> [EXCERPT PROVIDED]:
Publication: Monitor Volume: 8 Issue: 54

On March 13, Romania’s military attache in Chisinau, Colonel Ion Ungureanu, was declared persona non grata and expelled by the Moldovan government. The Moldovan Foreign Affairs Ministry’s announcement cited “incontrovertible evidence” that the attache had engaged in covert activities. Other Moldovan officials have since declared that the military attache had been videotaped while in contact with pro-Romanian, antigovernment demonstrators in Chisinau’s central square. The authorities have so far declined to produce any evidence.

Within hours of Chisinau’s official announcement, the Romanian government in a tit-for-tat gesture declared the Moldovan minister counselor and deputy chief of mission in Bucharest, Iacob Popovici, persona non grata and expelled him from the country. The move is purely retaliatory, with no accusations against Popovici or the Moldovan embassy. Romanian officials, from President Ion Iliescu on down, are stating that the military attache may possibly have been videotaped as a mere bystander in Chisinau’s central square during the demonstrations, and that the colonel had not been involved in any covert moves to support the anti-Communist protests.

This unnecessary, mutually damaging exchange of blows has brought Moldovan-Romanian relations to their lowest point in more than a decade of Moldovan statehood. Always marked by ups and downs, the relationship deteriorated after the Communists regained power in Chisinau last year, and it nose-dived against the backdrop of political confrontation in Chisinau. The Communists, desperate to find scapegoats for their failure to improve the economic situation, are accusing Romania of subverting Moldova as part of a strategy to regain it.

President Vladimir Voronin began by scapegoating Transdniester, then Western financial interests and local Moldovan economic mafias for orchestrating the protests. Ultimately he settled on accusing Romania. In a March 13 interview, timed precisely to the move against the Romanian military attache, Voronin charged that “Romania is behind the demonstrations in Chisinau.” He accused official Bucharest of “promoting nationalist and unionist interests [‘unionism’ denotes merging Moldova with Romania], supplying the supporters of unionism with literature, financing mass-circulation newspapers in Moldova, teaching Moldovan students [on scholarships in Romania] Romanian ideas rather than knowledge”–in sum, conducting a “Romanian ideological intervention in Moldova.” Voronin went on to describe the “unionist” leaders in Chisinau as “unreconciled to the majority’s choice” of Moldovan statehood,” and therefore “bent on destroying statehood.” Portraying the parliamentary deputies of the Christian-Democrat People’s Party (CDPP, the renamed Popular Front) as “national-fascists,” Voronin charged that “all of them are citizens of Romania and aiming to unite Moldova with Romania.”

> [JOBS]:
• 1. In the article, what post did Iacob Popovici hold in Bucharest?
• 2. Print the part of the article starting at "This unnecessary, mutually" and ending at "to regain it.".
• 3. List every person the article names.
Draw solely on the article about Moldovan-Romanian relations.

> [RECORDED INFORMATION]:

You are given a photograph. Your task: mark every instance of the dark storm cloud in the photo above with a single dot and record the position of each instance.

> [COMPLETED EXERCISE]:
• 1. He was the Moldovan minister counselor and deputy chief of mission.

• 2.
This unnecessary, mutually damaging exchange of blows has brought Moldovan-Romanian relations to their lowest point in more than a decade of Moldovan statehood. Always marked by ups and downs, the relationship deteriorated after the Communists regained power in Chisinau last year, and it nose-dived against the backdrop of political confrontation in Chisinau. The Communists, desperate to find scapegoats for their failure to improve the economic situation, are accusing Romania of subverting Moldova as part of a strategy to regain it.

• 3. Ion Ungureanu, Iacob Popovici, Ion Iliescu, Vladimir Voronin